## SET PROBLEM
Copy each of the following items word for word, with nothing changed.

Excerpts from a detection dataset
[BEGIN]
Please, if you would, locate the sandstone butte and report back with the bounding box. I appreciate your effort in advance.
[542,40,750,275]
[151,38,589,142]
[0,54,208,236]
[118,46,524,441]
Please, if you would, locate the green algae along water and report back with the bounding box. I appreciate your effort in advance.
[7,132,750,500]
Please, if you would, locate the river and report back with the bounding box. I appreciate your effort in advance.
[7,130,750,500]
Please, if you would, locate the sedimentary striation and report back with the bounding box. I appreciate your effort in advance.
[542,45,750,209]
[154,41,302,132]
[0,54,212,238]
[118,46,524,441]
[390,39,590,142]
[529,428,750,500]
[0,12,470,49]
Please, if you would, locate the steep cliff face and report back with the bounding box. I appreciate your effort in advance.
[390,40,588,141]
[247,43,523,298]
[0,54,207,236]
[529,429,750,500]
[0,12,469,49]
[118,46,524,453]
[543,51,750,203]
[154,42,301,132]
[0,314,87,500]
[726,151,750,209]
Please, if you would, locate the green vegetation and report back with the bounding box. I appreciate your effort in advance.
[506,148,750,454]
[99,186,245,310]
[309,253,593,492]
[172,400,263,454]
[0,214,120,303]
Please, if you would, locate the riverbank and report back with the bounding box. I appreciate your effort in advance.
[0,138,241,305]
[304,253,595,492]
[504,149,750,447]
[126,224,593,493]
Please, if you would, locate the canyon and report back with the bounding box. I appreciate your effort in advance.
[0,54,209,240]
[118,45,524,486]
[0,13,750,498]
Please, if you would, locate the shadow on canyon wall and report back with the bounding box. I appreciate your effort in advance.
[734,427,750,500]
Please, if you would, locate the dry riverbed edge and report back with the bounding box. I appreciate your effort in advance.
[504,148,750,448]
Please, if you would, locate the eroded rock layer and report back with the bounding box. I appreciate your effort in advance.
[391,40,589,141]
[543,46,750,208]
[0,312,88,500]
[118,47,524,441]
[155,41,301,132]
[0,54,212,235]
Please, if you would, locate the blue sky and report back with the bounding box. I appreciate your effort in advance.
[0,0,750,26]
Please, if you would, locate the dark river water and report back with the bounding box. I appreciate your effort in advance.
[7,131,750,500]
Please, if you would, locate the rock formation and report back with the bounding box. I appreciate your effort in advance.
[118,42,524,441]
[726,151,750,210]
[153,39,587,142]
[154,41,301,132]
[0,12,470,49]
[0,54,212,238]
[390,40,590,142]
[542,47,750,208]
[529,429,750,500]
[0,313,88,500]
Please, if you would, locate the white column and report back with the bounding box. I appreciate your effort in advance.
[END]
## FINISHED ANSWER
Please, if you would, locate the sandstone butte and report back with the bounding box. I appreciate your effort in advance.
[542,40,750,275]
[151,38,589,142]
[0,54,208,236]
[118,46,524,441]
Please, if you would, locate the green algae along water and report back with the bounding box. I appreciate your effort in advance.
[7,132,750,500]
Please, if you would, locate the river and report back with the bounding box. I appreciate your effort in advance.
[7,130,750,500]
Please, if you would, locate the sedimentary striation and report back with the bounding box. I appreciate your effort in advance.
[542,45,750,209]
[154,41,302,132]
[0,54,212,238]
[118,46,524,441]
[390,39,590,142]
[529,428,750,500]
[0,12,470,49]
Please, if you would, locate the steep cliff face and report back with the bounding box. I appreciate your effort in advance.
[390,40,588,141]
[247,43,523,298]
[0,54,207,236]
[529,429,750,500]
[0,12,469,49]
[118,46,524,453]
[543,51,750,203]
[154,42,301,132]
[0,314,87,500]
[726,151,750,209]
Please, if you would, locate the green vegetation and report back with the bounding box. I appreciate your effort in advance.
[506,148,750,454]
[99,186,245,310]
[309,253,593,492]
[172,400,263,454]
[0,214,120,303]
Please, if you would, locate the riverbank and report back with the bounding box. I appreciate your effort in advance.
[0,138,241,305]
[304,253,595,492]
[504,149,750,447]
[126,224,593,493]
Please, if you would, locate the canyon and report back with the bounding box. I appreciate your effort in advance.
[0,54,209,240]
[118,45,524,486]
[0,13,750,498]
Please, if you would, locate the shadow on canyon wall and report back with the bounding box. I appreciate your effort in advance.
[734,427,750,500]
Please, if you would, locate the dry riverbed edge and report back with the bounding box. I appreciate your effort in advance.
[504,148,750,448]
Please, if you would, locate the eroded rock layer and report back with the bounding box. I appreciate your effort in advance.
[391,40,589,141]
[543,46,750,208]
[0,312,88,500]
[118,47,524,441]
[155,41,301,132]
[0,54,212,235]
Please, if you would, locate the blue sky and report back with the bounding box. I appreciate your effort in advance.
[0,0,750,26]
Please, if you would, locate the dark river water and report back with the bounding box. I appreciate your effort in advance.
[7,131,750,500]
Please, if you would, locate the rock formation and report back with the bounding box. I appreciate your effort in advance.
[118,42,524,441]
[726,151,750,210]
[153,39,587,142]
[154,41,301,132]
[0,12,470,49]
[0,54,212,238]
[390,40,590,142]
[542,47,750,208]
[529,429,750,500]
[0,313,88,500]
Please, if you would, locate the white column and report back with the bounding box. I appreciate your effort in advance.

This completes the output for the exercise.